Records contained in a dataset
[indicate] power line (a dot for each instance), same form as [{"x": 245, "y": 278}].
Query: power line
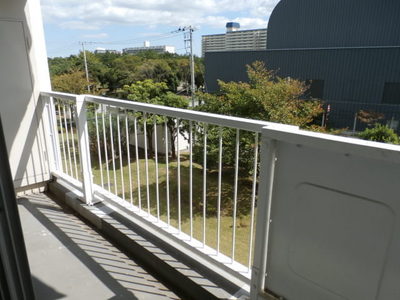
[{"x": 188, "y": 40}]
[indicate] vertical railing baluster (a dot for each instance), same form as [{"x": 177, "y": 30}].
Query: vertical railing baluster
[
  {"x": 253, "y": 199},
  {"x": 84, "y": 149},
  {"x": 73, "y": 141},
  {"x": 105, "y": 147},
  {"x": 55, "y": 160},
  {"x": 178, "y": 156},
  {"x": 167, "y": 168},
  {"x": 128, "y": 154},
  {"x": 99, "y": 149},
  {"x": 146, "y": 161},
  {"x": 156, "y": 162},
  {"x": 121, "y": 166},
  {"x": 113, "y": 153},
  {"x": 219, "y": 191},
  {"x": 68, "y": 147},
  {"x": 235, "y": 195},
  {"x": 191, "y": 177},
  {"x": 62, "y": 137},
  {"x": 204, "y": 183},
  {"x": 137, "y": 162}
]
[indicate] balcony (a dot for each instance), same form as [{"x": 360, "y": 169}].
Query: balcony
[
  {"x": 309, "y": 204},
  {"x": 181, "y": 204}
]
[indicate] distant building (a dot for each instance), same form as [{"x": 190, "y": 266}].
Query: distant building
[
  {"x": 147, "y": 47},
  {"x": 103, "y": 50},
  {"x": 349, "y": 52},
  {"x": 235, "y": 40}
]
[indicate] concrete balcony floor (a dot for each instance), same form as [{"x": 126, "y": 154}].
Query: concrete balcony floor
[{"x": 70, "y": 260}]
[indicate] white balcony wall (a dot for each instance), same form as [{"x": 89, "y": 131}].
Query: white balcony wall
[{"x": 23, "y": 74}]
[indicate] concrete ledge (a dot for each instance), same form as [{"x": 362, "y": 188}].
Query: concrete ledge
[{"x": 178, "y": 270}]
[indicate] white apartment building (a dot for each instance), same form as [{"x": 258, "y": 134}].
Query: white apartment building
[{"x": 235, "y": 40}]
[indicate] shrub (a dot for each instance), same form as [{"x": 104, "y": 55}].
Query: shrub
[{"x": 380, "y": 133}]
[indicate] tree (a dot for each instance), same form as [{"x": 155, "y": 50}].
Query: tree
[
  {"x": 148, "y": 91},
  {"x": 380, "y": 133},
  {"x": 74, "y": 82},
  {"x": 265, "y": 97}
]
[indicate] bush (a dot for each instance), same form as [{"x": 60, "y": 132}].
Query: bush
[{"x": 380, "y": 133}]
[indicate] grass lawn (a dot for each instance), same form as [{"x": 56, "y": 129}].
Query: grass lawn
[
  {"x": 243, "y": 206},
  {"x": 227, "y": 193}
]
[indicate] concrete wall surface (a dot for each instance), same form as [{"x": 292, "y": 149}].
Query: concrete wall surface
[{"x": 24, "y": 73}]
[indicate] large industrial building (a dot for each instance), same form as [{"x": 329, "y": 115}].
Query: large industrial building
[
  {"x": 234, "y": 40},
  {"x": 349, "y": 50}
]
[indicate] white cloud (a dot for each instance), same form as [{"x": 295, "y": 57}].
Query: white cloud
[
  {"x": 101, "y": 35},
  {"x": 95, "y": 14}
]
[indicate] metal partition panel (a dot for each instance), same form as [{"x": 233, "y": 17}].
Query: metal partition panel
[
  {"x": 15, "y": 276},
  {"x": 335, "y": 218}
]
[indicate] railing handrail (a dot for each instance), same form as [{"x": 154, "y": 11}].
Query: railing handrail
[{"x": 198, "y": 116}]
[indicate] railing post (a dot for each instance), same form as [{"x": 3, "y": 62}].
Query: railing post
[
  {"x": 84, "y": 152},
  {"x": 266, "y": 181},
  {"x": 50, "y": 122}
]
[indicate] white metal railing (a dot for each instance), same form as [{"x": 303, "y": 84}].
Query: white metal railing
[
  {"x": 232, "y": 177},
  {"x": 198, "y": 197}
]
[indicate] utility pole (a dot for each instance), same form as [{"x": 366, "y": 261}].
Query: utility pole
[
  {"x": 85, "y": 62},
  {"x": 188, "y": 38}
]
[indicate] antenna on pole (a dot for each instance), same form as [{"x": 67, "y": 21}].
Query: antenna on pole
[
  {"x": 85, "y": 62},
  {"x": 188, "y": 38}
]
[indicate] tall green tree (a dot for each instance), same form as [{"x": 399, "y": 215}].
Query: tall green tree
[
  {"x": 148, "y": 91},
  {"x": 265, "y": 97}
]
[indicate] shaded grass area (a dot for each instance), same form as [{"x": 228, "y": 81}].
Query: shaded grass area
[
  {"x": 244, "y": 196},
  {"x": 211, "y": 195}
]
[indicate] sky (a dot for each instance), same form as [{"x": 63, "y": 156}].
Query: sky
[{"x": 118, "y": 24}]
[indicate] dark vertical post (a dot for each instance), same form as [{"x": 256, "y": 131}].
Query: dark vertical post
[{"x": 15, "y": 275}]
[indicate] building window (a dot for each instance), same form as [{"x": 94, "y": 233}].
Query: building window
[
  {"x": 391, "y": 93},
  {"x": 315, "y": 88}
]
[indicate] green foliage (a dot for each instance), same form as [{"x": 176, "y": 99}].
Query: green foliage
[
  {"x": 266, "y": 97},
  {"x": 380, "y": 133},
  {"x": 111, "y": 72},
  {"x": 74, "y": 82},
  {"x": 148, "y": 91}
]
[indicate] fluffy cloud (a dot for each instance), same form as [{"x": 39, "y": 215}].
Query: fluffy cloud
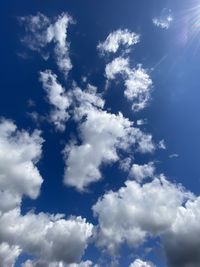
[
  {"x": 136, "y": 212},
  {"x": 30, "y": 263},
  {"x": 140, "y": 172},
  {"x": 19, "y": 152},
  {"x": 57, "y": 98},
  {"x": 8, "y": 255},
  {"x": 165, "y": 20},
  {"x": 49, "y": 237},
  {"x": 102, "y": 135},
  {"x": 137, "y": 81},
  {"x": 41, "y": 31},
  {"x": 118, "y": 38},
  {"x": 140, "y": 263}
]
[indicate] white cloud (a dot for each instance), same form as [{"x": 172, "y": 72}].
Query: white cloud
[
  {"x": 162, "y": 145},
  {"x": 57, "y": 97},
  {"x": 41, "y": 32},
  {"x": 30, "y": 263},
  {"x": 137, "y": 212},
  {"x": 44, "y": 236},
  {"x": 140, "y": 263},
  {"x": 119, "y": 65},
  {"x": 165, "y": 20},
  {"x": 118, "y": 38},
  {"x": 173, "y": 156},
  {"x": 125, "y": 164},
  {"x": 19, "y": 152},
  {"x": 85, "y": 100},
  {"x": 8, "y": 255},
  {"x": 140, "y": 172},
  {"x": 102, "y": 135},
  {"x": 137, "y": 81}
]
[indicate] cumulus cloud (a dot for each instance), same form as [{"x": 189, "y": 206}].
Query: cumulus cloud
[
  {"x": 57, "y": 97},
  {"x": 129, "y": 209},
  {"x": 19, "y": 152},
  {"x": 41, "y": 31},
  {"x": 137, "y": 81},
  {"x": 140, "y": 172},
  {"x": 8, "y": 255},
  {"x": 102, "y": 135},
  {"x": 165, "y": 20},
  {"x": 162, "y": 145},
  {"x": 42, "y": 263},
  {"x": 140, "y": 263},
  {"x": 45, "y": 236},
  {"x": 117, "y": 39}
]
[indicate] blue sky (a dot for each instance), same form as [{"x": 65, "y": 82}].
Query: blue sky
[{"x": 99, "y": 109}]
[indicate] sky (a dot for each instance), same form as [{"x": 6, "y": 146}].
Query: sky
[{"x": 99, "y": 133}]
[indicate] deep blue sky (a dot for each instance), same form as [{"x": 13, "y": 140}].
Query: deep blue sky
[{"x": 172, "y": 114}]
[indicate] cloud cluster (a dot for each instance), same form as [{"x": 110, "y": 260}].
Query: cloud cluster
[
  {"x": 181, "y": 241},
  {"x": 165, "y": 20},
  {"x": 140, "y": 172},
  {"x": 19, "y": 152},
  {"x": 117, "y": 39},
  {"x": 102, "y": 134},
  {"x": 137, "y": 81},
  {"x": 57, "y": 97},
  {"x": 42, "y": 263},
  {"x": 41, "y": 31},
  {"x": 137, "y": 211},
  {"x": 48, "y": 237},
  {"x": 140, "y": 263}
]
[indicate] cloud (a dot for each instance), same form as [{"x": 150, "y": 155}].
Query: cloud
[
  {"x": 137, "y": 212},
  {"x": 164, "y": 21},
  {"x": 102, "y": 134},
  {"x": 45, "y": 236},
  {"x": 137, "y": 81},
  {"x": 162, "y": 145},
  {"x": 41, "y": 31},
  {"x": 173, "y": 156},
  {"x": 19, "y": 152},
  {"x": 57, "y": 97},
  {"x": 140, "y": 172},
  {"x": 140, "y": 263},
  {"x": 116, "y": 39},
  {"x": 30, "y": 263},
  {"x": 8, "y": 254}
]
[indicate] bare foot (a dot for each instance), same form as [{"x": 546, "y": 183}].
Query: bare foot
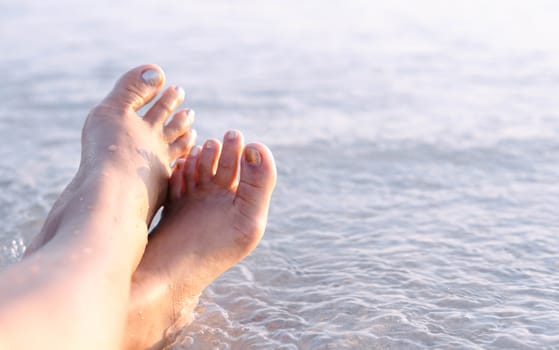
[
  {"x": 124, "y": 152},
  {"x": 212, "y": 220},
  {"x": 95, "y": 235}
]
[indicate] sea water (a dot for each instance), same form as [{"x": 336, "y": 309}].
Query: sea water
[{"x": 417, "y": 146}]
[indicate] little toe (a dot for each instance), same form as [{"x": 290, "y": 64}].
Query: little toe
[
  {"x": 208, "y": 162},
  {"x": 228, "y": 166},
  {"x": 257, "y": 181},
  {"x": 179, "y": 125},
  {"x": 135, "y": 88},
  {"x": 182, "y": 145},
  {"x": 190, "y": 173},
  {"x": 162, "y": 109}
]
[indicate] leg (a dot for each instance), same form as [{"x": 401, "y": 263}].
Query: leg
[
  {"x": 73, "y": 285},
  {"x": 213, "y": 218}
]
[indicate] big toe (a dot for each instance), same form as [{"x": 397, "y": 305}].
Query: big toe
[
  {"x": 257, "y": 181},
  {"x": 136, "y": 87}
]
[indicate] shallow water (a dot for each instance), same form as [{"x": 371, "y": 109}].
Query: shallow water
[{"x": 417, "y": 152}]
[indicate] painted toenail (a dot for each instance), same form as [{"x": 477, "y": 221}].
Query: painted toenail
[
  {"x": 193, "y": 135},
  {"x": 180, "y": 91},
  {"x": 190, "y": 115},
  {"x": 152, "y": 77},
  {"x": 252, "y": 156},
  {"x": 210, "y": 144},
  {"x": 231, "y": 135},
  {"x": 195, "y": 151}
]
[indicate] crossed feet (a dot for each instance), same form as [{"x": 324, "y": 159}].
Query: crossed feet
[{"x": 215, "y": 199}]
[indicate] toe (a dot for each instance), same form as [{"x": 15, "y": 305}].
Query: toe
[
  {"x": 257, "y": 181},
  {"x": 190, "y": 173},
  {"x": 183, "y": 144},
  {"x": 135, "y": 88},
  {"x": 180, "y": 124},
  {"x": 208, "y": 161},
  {"x": 228, "y": 165},
  {"x": 162, "y": 109},
  {"x": 176, "y": 186}
]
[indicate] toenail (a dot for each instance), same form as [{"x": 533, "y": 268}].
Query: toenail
[
  {"x": 195, "y": 151},
  {"x": 252, "y": 156},
  {"x": 179, "y": 90},
  {"x": 231, "y": 135},
  {"x": 193, "y": 135},
  {"x": 210, "y": 144},
  {"x": 190, "y": 115},
  {"x": 152, "y": 77}
]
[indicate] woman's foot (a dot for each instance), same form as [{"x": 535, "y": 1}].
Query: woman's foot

** GOAL **
Reproduce exactly, with nothing added, the lines from the one that contains "[indicate] leg (a" to the end of the data.

** RESPONSE FOR THIS EXERCISE **
[indicate] leg (a dot for each instance), same form as [{"x": 401, "y": 263}].
Query: leg
[
  {"x": 73, "y": 285},
  {"x": 213, "y": 218}
]
[indicate] big toe (a dot for each instance), same form as [{"x": 397, "y": 305}].
Query: big toe
[
  {"x": 257, "y": 181},
  {"x": 136, "y": 87}
]
[indicate] shallow water (a dot for each instance), same form as [{"x": 371, "y": 109}].
Query: shallow water
[{"x": 417, "y": 152}]
[indicate] painted toenail (a dot for each instance), same form as [{"x": 477, "y": 221}].
Query: painted toenail
[
  {"x": 193, "y": 135},
  {"x": 180, "y": 91},
  {"x": 190, "y": 115},
  {"x": 152, "y": 77},
  {"x": 252, "y": 156},
  {"x": 210, "y": 144},
  {"x": 231, "y": 135},
  {"x": 195, "y": 151}
]
[indicate] crossed feet (a dot for each instance), same form as [{"x": 324, "y": 159}].
Query: crossed feet
[{"x": 215, "y": 199}]
[indicate] toe (a dot for each instance), same form as [{"x": 15, "y": 305}].
Query: toe
[
  {"x": 257, "y": 181},
  {"x": 190, "y": 173},
  {"x": 183, "y": 144},
  {"x": 135, "y": 88},
  {"x": 180, "y": 124},
  {"x": 208, "y": 161},
  {"x": 228, "y": 165},
  {"x": 162, "y": 109},
  {"x": 176, "y": 186}
]
[indicate] toenail (a dot for each instance), same form as [{"x": 533, "y": 268}].
Query: toenail
[
  {"x": 195, "y": 151},
  {"x": 252, "y": 156},
  {"x": 179, "y": 90},
  {"x": 231, "y": 135},
  {"x": 193, "y": 135},
  {"x": 210, "y": 144},
  {"x": 190, "y": 115},
  {"x": 152, "y": 77}
]
[indicate] woman's foot (a dot for each instance), same form as [{"x": 535, "y": 1}].
Query: woman's foot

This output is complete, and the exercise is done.